Page text:
/---

July 13, 2010 at 6:27 am
Or even:
WHILE EXISTS
(
SELECT *
FROM #EventPersonInfo
WHERE app_id IS NULL
)
BEGIN
-- Get a new random number
SET @temp = ABS(CHECKSUM(NEWID()));
-- Do the update
UPDATE TOP (1)
#EventPersonInfo
SET app_id = @temp
WHERE app_id IS NULL
AND NOT EXISTS
(
SELECT *
FROM #EventPersonInfo WITH (UPDLOCK, HOLDLOCK)
WHERE app_id = @temp
);
END;
Paul White
SQLPerformance.com
SQLkiwi blog
@SQL_Kiwi
July 13, 2010 at 6:40 am
Beyond the call of duty Paul 😉
July 13, 2010 at 8:54 am
Nice, Paul. I assume those are provided for testing, or other solutions and not for this problem. It's overkill and inefficient for what the OP is trying to accomplish here.
July 13, 2010 at 9:05 am
You didn't get. It is just a joke!
You should: Ha! Ha! Ha!
Am I right?
If not, I have some even better solution. It will use multiple temp tables, few CTE's, Jeff favoured "quirky update" techique and, of course couple of loops and couple of cursors (possible three)!
Do you want to see it?
😀
July 13, 2010 at 9:10 am
Steve Jones - Editor (7/13/2010)
Nice, Paul. I assume those are provided for testing, or other solutions and not for this problem.
No.
It's overkill and inefficient for what the OP is trying to accomplish here.
Thanks for your opinion.
Paul White
SQLPerformance.com
SQLkiwi blog
@SQL_Kiwi
July 13, 2010 at 9:21 am
Eugene Elutin (7/13/2010)
You didn't get. It is just a joke! You should: Ha! Ha! Ha! Am I right?
Not entirely, but I can see why you would say that.
Nobody here (except Tasnim) has enough information to say how this problem could best be solved. It may be, for example, that the design cannot be changed, and a random number must indeed be generated for rows that currently contain NULL.
It may also be that the table only contains a few hundred rows and is read-only except for an overnight (off-line) batch process. We just don't know.
Rather than just join in with the predictable "your design is wrong, you need to write a set-based solution" response, I decided to show a couple of examples of row-by-row processing code, incorporating some of the features that would be required to make it robust and suitable for concurrent processing.

\---

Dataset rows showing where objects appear
/---

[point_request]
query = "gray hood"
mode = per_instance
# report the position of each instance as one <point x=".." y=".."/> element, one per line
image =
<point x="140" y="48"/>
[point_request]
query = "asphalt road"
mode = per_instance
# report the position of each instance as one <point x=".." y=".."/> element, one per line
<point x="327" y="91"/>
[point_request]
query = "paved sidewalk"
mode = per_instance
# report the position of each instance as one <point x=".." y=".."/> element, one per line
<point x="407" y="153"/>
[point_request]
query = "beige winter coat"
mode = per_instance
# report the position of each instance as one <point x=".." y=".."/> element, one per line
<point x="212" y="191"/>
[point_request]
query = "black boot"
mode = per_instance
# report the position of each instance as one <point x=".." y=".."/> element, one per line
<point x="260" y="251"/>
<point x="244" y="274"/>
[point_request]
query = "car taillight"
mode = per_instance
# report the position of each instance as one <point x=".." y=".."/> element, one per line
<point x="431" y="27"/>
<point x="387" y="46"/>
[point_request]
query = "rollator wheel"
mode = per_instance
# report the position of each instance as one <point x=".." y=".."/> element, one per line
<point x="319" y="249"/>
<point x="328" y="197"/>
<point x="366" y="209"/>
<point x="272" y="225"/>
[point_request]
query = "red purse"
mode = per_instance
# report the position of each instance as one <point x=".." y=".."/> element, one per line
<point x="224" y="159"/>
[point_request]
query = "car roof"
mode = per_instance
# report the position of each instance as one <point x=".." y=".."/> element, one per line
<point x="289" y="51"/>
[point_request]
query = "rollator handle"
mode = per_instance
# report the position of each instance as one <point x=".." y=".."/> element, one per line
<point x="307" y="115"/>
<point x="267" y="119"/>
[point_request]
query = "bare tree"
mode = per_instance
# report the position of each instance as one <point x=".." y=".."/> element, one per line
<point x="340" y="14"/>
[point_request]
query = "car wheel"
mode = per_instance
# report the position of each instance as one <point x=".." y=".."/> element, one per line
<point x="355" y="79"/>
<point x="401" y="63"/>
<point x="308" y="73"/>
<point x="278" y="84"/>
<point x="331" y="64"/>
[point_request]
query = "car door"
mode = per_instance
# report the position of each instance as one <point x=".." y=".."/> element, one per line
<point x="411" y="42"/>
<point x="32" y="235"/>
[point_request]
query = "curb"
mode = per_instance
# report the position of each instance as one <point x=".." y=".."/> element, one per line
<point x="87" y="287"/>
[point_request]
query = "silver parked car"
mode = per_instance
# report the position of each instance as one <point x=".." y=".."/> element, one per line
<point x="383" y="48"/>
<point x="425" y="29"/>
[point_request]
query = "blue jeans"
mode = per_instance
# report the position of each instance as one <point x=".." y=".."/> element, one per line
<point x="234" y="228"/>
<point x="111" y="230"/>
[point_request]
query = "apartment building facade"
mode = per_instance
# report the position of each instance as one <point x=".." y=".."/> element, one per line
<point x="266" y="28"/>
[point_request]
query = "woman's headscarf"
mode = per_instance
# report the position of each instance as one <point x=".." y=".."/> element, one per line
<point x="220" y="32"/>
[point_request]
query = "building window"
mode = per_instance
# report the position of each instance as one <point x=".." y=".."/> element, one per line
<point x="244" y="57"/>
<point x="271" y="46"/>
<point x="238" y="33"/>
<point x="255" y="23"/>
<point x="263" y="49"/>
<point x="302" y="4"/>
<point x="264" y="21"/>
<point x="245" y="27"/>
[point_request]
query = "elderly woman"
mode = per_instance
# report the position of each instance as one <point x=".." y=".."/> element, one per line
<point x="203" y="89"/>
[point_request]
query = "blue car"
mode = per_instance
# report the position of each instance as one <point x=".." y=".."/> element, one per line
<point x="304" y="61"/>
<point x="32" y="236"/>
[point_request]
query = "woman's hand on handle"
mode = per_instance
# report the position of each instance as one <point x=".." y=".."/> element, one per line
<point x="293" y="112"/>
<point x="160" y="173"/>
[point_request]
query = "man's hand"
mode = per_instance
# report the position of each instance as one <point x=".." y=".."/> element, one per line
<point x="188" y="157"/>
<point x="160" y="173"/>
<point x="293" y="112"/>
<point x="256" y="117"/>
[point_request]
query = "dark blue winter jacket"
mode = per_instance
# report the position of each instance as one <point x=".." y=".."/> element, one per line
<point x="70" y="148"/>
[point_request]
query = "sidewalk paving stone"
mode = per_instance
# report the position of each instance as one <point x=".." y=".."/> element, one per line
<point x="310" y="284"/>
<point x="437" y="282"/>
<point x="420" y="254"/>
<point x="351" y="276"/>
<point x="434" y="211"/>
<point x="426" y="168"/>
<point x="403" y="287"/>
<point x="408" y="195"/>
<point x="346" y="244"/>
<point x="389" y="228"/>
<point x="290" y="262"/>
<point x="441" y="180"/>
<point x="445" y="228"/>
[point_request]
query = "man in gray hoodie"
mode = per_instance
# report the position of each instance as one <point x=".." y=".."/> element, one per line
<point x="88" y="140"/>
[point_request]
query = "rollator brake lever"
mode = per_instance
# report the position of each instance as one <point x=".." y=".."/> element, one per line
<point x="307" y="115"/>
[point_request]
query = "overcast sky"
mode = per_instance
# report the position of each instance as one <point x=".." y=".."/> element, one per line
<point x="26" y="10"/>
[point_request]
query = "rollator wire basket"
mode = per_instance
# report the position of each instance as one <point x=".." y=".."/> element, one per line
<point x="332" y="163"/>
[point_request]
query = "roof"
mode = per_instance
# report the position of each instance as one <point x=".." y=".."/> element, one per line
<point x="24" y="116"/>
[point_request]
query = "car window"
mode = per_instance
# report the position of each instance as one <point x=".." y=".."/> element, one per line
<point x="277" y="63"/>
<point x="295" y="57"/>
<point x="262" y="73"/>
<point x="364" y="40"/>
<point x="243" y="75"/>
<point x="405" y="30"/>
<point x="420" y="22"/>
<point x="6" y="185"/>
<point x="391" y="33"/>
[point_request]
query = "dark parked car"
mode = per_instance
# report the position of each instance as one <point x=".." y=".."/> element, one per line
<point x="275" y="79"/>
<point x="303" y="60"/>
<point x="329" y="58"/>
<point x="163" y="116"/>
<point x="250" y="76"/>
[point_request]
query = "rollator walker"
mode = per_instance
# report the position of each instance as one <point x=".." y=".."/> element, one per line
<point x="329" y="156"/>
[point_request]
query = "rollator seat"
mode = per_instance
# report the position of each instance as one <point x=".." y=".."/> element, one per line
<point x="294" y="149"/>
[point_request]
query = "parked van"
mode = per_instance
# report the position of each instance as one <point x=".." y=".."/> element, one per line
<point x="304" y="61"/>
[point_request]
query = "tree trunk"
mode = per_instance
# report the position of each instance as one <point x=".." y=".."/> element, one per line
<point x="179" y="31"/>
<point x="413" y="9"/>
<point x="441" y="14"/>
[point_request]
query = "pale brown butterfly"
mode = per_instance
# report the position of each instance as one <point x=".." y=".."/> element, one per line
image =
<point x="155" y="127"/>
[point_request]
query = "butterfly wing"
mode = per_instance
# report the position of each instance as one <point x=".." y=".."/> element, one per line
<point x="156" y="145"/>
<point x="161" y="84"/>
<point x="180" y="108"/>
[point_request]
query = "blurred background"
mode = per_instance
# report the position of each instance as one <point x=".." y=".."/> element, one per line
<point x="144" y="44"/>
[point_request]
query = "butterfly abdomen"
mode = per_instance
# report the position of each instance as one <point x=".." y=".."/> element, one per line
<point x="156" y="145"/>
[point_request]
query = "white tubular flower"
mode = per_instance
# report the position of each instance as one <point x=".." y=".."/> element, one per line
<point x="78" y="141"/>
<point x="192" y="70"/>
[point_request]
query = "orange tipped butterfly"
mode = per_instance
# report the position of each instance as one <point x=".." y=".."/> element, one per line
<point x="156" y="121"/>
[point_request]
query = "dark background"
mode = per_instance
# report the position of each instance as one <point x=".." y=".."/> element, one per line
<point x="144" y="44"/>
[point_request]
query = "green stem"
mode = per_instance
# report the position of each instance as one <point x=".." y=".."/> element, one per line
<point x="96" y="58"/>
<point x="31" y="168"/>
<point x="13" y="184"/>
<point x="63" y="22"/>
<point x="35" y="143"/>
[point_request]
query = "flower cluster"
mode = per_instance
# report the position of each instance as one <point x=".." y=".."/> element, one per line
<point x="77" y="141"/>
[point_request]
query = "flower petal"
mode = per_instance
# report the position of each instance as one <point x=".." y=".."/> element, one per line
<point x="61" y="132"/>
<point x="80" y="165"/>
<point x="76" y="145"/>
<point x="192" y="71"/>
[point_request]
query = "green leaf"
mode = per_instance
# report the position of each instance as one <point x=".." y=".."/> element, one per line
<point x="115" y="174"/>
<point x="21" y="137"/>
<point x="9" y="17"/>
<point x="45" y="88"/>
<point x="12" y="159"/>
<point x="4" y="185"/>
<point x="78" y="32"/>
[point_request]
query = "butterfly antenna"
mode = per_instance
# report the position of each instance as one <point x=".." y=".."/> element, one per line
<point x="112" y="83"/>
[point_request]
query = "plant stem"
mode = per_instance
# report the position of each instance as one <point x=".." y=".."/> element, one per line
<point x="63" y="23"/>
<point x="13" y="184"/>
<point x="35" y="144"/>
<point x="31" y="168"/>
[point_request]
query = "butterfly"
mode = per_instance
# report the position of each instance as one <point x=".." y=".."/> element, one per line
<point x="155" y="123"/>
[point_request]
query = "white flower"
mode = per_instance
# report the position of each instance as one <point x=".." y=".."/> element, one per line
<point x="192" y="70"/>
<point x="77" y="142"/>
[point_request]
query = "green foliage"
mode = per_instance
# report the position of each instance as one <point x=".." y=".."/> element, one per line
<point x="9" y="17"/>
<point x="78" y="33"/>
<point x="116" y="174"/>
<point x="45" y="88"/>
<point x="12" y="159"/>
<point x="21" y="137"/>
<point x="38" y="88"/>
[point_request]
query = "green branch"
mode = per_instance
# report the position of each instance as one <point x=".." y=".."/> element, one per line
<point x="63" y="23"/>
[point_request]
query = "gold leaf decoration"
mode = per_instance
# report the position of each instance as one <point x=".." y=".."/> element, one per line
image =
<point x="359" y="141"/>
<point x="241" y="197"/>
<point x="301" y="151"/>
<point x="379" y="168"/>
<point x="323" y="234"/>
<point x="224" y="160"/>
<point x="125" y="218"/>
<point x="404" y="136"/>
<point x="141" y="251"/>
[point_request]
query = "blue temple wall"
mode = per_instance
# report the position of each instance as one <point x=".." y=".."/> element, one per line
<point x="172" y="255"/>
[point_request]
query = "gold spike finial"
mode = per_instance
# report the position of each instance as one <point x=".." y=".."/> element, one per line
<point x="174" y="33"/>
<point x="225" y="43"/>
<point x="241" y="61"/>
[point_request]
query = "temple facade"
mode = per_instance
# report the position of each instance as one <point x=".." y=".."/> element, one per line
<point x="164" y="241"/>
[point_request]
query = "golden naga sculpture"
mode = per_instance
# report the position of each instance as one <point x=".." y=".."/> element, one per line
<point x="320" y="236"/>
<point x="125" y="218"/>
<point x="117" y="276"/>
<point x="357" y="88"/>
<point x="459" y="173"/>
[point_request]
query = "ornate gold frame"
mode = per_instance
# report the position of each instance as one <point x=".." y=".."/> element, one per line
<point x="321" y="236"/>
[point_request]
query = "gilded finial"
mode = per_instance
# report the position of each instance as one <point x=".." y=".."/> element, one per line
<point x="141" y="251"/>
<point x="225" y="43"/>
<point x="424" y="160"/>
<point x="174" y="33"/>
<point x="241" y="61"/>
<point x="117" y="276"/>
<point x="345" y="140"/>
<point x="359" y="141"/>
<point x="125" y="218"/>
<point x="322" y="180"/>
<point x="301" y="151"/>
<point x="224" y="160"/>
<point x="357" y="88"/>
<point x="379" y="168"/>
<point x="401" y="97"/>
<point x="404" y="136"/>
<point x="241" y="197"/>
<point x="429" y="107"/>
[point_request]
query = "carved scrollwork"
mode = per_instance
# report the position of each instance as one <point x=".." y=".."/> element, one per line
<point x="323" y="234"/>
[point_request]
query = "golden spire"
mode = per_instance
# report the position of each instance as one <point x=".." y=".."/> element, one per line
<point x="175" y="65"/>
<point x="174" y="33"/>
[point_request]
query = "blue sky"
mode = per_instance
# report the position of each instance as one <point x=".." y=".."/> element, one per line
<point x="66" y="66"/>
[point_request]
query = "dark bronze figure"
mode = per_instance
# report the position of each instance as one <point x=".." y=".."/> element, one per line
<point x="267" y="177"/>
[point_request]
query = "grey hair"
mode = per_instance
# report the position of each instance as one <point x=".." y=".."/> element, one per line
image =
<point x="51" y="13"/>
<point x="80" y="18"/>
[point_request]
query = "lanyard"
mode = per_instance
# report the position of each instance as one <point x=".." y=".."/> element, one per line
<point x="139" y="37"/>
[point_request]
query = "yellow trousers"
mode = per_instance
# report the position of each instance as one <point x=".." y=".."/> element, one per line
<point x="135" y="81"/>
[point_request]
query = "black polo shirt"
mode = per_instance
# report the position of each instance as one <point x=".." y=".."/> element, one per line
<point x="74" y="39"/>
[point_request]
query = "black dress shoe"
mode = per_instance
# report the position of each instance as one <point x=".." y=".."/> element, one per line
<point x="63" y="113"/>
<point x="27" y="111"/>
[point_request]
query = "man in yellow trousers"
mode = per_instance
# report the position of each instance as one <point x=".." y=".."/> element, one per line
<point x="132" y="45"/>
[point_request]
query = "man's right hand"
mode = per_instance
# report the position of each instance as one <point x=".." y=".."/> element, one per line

\---

What to do:
From the SQL forum thread above, return word for word the passage that opens with the words containing "July 13, 2010 at 9:05" and closes with "for your opinion.".

Solution for this problem:
July 13, 2010 at 9:05 am
You didn't get. It is just a joke!
You should: Ha! Ha! Ha!
Am I right?
If not, I have some even better solution. It will use multiple temp tables, few CTE's, Jeff favoured "quirky update" techique and, of course couple of loops and couple of cursors (possible three)!
Do you want to see it?
😀
July 13, 2010 at 9:10 am
Steve Jones - Editor (7/13/2010)
Nice, Paul. I assume those are provided for testing, or other solutions and not for this problem.
No.
It's overkill and inefficient for what the OP is trying to accomplish here.
Thanks for your opinion.